## Action item
Lines with the string "path" must each be copied from the listing.

## Information shown
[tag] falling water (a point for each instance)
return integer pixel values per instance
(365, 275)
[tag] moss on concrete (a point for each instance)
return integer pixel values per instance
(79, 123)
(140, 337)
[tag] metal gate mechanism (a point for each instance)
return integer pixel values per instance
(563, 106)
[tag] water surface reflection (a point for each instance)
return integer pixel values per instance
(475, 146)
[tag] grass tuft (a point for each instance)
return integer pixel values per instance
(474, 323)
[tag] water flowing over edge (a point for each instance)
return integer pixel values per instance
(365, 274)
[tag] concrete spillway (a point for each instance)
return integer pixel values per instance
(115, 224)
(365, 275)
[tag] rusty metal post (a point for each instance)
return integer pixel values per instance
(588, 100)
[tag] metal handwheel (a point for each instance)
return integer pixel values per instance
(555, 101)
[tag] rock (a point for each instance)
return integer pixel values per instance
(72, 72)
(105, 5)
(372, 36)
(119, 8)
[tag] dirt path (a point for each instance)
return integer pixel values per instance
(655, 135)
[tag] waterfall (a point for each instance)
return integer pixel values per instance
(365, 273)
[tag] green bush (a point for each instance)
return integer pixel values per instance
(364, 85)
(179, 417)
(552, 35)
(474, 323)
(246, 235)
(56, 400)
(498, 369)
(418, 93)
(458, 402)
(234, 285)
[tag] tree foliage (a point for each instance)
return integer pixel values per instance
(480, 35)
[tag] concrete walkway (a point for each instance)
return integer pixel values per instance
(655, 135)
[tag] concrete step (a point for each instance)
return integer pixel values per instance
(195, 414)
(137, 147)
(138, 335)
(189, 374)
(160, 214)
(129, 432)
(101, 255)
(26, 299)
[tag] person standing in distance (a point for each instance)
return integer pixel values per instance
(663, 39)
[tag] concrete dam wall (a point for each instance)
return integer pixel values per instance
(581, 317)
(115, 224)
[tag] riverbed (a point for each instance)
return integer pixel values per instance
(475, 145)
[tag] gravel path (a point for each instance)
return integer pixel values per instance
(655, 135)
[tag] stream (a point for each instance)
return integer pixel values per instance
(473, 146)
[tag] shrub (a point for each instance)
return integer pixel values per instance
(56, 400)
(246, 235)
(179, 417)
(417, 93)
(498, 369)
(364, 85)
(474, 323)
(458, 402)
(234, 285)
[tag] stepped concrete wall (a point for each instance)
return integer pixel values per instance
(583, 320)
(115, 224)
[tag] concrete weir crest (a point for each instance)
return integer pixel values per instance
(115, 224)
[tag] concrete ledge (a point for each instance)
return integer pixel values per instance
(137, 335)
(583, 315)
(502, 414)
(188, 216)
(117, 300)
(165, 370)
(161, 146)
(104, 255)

## Output of the exercise
[tag] dirt path (a point for each instance)
[tag] gravel path (a point for each instance)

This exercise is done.